§ YOUR TASK: Rewrite the data below, replacing every "benchmark card" with "evaluation sheet" and leaving everything else unchanged.
::::
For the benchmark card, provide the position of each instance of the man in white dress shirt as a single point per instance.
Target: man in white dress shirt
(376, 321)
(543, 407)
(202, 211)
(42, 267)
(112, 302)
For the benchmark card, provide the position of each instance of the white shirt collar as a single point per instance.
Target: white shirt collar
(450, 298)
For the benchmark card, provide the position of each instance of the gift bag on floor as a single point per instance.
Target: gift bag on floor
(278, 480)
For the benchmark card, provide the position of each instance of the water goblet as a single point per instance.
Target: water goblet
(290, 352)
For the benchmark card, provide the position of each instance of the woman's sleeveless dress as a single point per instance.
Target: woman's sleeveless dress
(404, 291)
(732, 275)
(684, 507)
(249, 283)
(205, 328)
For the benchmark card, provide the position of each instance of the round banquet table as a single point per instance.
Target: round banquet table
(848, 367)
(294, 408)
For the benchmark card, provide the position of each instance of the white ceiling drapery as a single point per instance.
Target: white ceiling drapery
::::
§ SOLUTION TO THIS TASK:
For the evaluation sheet, provide the position of each instance of the man in white dress shirt as a single point per instance.
Target: man in white dress shirt
(376, 321)
(543, 407)
(202, 211)
(42, 267)
(112, 302)
For the evaluation sheet, provide the position of each instance of the white shirt collar as a single point per instance.
Target: white shirt collar
(450, 298)
For the evaluation sheet, provide the position of each instance of the gift bag on floor as a single point per instance.
Target: gift bag on floor
(278, 480)
For the evaluation sheet, provide the position of each instance of the water goblet as a single point per instance.
Target: water goblet
(290, 352)
For the evaluation sheet, provide the position of each instance of the woman's sleeveless dress as a single point per instance.
Target: woman's sleeveless dress
(404, 291)
(732, 275)
(684, 507)
(249, 283)
(205, 328)
For the evaluation sheet, provide the position of each instance of the round banquet table as a single point per instance.
Target: round banquet table
(848, 367)
(294, 408)
For the evaluation sheet, provide the position of each instance of the white ceiling drapery as a single point per instance.
Target: white ceiling drapery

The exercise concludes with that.